Data excerpts:
──────
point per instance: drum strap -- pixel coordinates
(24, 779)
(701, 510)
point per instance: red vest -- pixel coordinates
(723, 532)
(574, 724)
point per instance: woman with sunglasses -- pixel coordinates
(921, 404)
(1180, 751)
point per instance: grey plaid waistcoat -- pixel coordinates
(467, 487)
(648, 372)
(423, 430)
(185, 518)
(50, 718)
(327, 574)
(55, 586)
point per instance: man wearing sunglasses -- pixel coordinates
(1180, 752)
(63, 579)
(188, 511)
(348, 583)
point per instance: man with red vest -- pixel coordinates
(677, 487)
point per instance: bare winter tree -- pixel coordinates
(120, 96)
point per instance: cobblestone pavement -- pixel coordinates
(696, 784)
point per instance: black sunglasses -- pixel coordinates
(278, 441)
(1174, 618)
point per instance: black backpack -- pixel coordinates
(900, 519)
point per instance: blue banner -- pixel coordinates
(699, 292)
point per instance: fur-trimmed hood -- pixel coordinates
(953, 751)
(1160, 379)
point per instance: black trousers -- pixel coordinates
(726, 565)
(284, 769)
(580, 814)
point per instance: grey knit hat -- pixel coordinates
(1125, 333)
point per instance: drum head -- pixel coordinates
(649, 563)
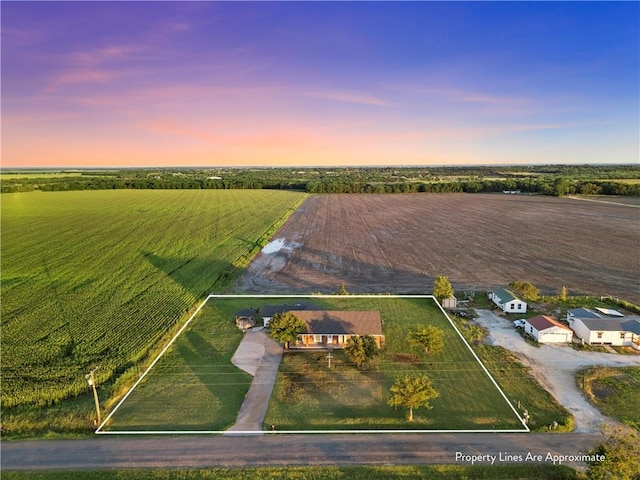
──────
[Exercise directions] Excluding every picture, write out each record word for word.

[Exercise answer]
point per instance: drum strap -- pixel coordinates
(24, 779)
(701, 510)
point per instance: red vest -- pixel coordinates
(723, 532)
(574, 724)
point per instance: woman with sunglasses -- pixel coordinates
(921, 404)
(1180, 751)
point per instance: grey plaid waistcoat -- pixel coordinates
(467, 487)
(648, 372)
(423, 430)
(185, 518)
(50, 718)
(327, 574)
(55, 586)
point per instance: man wearing sunglasses -- pixel coordinates
(1180, 752)
(63, 579)
(188, 511)
(348, 583)
point per instance: man with red vest -- pixel coordinates
(677, 487)
point per instance: bare winter tree -- pixel coordinates
(120, 96)
point per instance: cobblestone pavement -- pixel coordinates
(696, 784)
point per instance: black sunglasses -- pixel coordinates
(278, 441)
(1174, 618)
point per instance: black backpack -- pixel coordinates
(900, 519)
point per instance: blue banner -- pixel coordinates
(699, 292)
point per instance: fur-trimmed hood -- pixel coordinates
(953, 751)
(1160, 379)
point per instance: black trousers -- pixel coordinates
(726, 565)
(284, 769)
(580, 814)
point per instance: grey knit hat -- pixel coordinates
(1125, 333)
point per instance: drum head -- pixel coordinates
(649, 563)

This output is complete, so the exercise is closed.